__EXERCISE DETAILS__.
Starting at the line that contains "TARGET = mountain range", return each line exactly as written until the listing below ends, and return no other line.

====

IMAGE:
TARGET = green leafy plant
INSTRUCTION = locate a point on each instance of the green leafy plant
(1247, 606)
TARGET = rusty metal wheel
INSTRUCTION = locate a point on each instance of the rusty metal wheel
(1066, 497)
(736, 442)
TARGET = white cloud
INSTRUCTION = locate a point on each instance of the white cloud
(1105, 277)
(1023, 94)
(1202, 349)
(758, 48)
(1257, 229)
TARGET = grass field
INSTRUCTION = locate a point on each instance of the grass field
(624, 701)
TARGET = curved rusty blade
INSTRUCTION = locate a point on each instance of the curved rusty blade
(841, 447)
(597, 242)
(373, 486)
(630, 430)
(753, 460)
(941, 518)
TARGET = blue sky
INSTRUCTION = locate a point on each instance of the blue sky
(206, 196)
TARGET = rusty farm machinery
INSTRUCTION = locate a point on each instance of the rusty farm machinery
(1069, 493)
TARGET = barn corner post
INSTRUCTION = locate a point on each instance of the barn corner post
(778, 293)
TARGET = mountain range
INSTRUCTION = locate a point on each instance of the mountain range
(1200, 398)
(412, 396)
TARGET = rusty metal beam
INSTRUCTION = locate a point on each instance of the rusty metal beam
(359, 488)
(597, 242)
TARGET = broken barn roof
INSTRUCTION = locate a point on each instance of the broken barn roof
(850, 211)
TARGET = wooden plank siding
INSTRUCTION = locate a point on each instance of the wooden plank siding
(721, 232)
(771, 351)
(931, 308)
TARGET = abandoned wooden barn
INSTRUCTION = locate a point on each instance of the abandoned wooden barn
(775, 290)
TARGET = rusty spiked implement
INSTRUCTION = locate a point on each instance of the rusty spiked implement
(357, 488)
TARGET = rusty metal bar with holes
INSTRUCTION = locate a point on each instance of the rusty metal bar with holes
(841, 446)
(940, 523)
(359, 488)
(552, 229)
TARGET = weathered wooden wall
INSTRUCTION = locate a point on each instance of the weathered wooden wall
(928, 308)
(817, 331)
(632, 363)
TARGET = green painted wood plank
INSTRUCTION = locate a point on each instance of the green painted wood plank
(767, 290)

====

__RESPONSE BOX__.
TARGET = mountain range
INSTRUCTION = locate a point on each instance of the mountain range
(1200, 398)
(412, 396)
TARGET = rusty metal beam
INSTRUCTION = locate a point on each instance of the rusty metal beam
(359, 488)
(597, 242)
TARGET = broken barn roof
INSTRUCTION = locate a point on each instance of the broken barn roof
(850, 211)
TARGET = wooden plank siding
INSTRUCTION = locate a point on each instance of the wooden plank siding
(721, 232)
(771, 351)
(931, 308)
TARGET = abandoned wooden barn
INSTRUCTION = locate a point on each instance of the abandoned wooden barn
(775, 290)
TARGET = rusty spiked implement
INSTRUCTION = locate a point on each instance of the rusty spiked implement
(357, 488)
TARGET = rusty metal bar with holes
INSTRUCTION = locate a point on each instance of the rusty metal bar with holes
(841, 446)
(940, 523)
(359, 488)
(552, 229)
TARGET = weathered wooden wall
INSTRUCTION = locate a point on each instance of the weathered wooden wall
(928, 308)
(817, 331)
(632, 363)
TARGET = green painted wood plank
INSTRUCTION = locate a point on each instance of the green painted wood plank
(767, 290)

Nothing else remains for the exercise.